▶ **Description of the task**:
Reproduce the listing below word for word, from the line with "Where can the black stripe" up to and including the line with "x=493, y=429", and give only those lines.

▶ **Supplied records**:
════

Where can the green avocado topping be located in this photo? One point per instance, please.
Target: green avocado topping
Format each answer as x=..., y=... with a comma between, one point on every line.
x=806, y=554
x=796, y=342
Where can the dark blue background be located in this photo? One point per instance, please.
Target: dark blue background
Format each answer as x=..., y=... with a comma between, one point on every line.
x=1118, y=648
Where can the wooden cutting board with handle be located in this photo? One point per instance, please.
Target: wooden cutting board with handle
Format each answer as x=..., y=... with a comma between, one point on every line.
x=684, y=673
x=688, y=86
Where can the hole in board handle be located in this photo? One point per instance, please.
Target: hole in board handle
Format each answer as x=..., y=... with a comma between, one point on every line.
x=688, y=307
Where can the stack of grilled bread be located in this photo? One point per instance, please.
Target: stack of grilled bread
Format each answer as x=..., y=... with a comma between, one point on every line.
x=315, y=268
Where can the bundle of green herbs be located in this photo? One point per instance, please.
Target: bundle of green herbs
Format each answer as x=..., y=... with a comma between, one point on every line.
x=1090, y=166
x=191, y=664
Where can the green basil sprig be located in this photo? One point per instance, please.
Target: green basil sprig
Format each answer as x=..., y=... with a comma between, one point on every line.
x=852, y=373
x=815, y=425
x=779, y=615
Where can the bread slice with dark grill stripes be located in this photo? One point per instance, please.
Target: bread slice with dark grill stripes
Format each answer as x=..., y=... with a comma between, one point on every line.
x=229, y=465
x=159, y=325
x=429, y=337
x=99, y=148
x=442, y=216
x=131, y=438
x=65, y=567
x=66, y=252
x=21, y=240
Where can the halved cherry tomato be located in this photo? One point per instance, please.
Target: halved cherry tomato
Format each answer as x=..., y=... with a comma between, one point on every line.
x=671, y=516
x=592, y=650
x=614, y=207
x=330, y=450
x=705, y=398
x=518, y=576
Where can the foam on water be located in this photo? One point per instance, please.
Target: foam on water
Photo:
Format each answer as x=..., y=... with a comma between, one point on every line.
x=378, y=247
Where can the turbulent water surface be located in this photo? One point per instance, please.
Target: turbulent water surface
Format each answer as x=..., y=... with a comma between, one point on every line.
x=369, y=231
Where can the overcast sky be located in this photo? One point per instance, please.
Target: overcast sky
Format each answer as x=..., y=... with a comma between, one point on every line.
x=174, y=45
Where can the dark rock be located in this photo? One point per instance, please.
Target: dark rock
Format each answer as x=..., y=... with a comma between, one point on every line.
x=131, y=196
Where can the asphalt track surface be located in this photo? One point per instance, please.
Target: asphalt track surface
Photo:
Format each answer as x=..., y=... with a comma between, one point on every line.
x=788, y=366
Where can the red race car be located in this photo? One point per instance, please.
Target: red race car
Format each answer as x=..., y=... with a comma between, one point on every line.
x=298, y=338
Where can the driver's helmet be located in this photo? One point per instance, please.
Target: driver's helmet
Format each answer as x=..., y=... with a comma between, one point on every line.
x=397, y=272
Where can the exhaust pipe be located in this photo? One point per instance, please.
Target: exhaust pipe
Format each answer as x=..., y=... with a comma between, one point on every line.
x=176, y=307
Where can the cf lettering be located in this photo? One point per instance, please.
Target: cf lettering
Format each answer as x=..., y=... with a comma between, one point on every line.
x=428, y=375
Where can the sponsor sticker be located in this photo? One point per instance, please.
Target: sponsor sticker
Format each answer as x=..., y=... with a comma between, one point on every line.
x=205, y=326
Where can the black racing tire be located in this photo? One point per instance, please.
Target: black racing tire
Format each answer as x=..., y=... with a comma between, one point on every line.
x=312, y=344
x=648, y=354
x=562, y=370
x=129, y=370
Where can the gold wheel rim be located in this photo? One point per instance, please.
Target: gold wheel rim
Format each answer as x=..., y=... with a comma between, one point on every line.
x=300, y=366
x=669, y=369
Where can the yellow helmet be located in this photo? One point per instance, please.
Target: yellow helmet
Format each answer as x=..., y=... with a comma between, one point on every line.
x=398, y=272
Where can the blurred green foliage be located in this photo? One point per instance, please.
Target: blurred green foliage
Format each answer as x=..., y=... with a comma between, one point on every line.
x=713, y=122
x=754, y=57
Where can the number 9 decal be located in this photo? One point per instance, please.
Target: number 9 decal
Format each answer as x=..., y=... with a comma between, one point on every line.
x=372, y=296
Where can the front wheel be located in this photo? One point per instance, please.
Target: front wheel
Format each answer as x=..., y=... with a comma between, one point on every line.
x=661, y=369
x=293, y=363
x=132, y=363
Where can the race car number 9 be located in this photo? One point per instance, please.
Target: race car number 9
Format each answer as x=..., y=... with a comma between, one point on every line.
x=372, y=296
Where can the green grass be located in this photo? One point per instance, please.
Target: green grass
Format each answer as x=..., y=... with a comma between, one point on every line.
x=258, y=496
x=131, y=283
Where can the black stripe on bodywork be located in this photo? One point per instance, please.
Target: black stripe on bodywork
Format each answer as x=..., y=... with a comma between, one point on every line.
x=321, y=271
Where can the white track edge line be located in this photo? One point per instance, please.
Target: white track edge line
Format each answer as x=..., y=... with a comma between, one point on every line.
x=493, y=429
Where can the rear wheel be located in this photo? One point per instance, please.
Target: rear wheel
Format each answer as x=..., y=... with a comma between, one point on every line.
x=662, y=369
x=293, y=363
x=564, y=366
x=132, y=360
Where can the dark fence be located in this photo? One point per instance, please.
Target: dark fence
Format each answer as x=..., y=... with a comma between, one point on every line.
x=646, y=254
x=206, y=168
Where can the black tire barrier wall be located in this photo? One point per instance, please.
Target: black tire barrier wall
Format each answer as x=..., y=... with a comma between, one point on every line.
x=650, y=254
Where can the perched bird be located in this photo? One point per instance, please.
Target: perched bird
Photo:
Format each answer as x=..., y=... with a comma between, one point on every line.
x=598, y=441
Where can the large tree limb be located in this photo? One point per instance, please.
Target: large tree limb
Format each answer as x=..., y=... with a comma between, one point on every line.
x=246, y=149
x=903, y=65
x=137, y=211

════

▶ **Answer to the task**:
Where can the black stripe on bodywork be located in this photo? One point per instance, please.
Target: black stripe on bodywork
Format each answer as x=..., y=... with a comma between, one point on every line.
x=321, y=271
Where can the white track edge line be located in this photo? One point per instance, please.
Target: white track edge line
Format each answer as x=..., y=... with a comma between, one point on every line.
x=493, y=429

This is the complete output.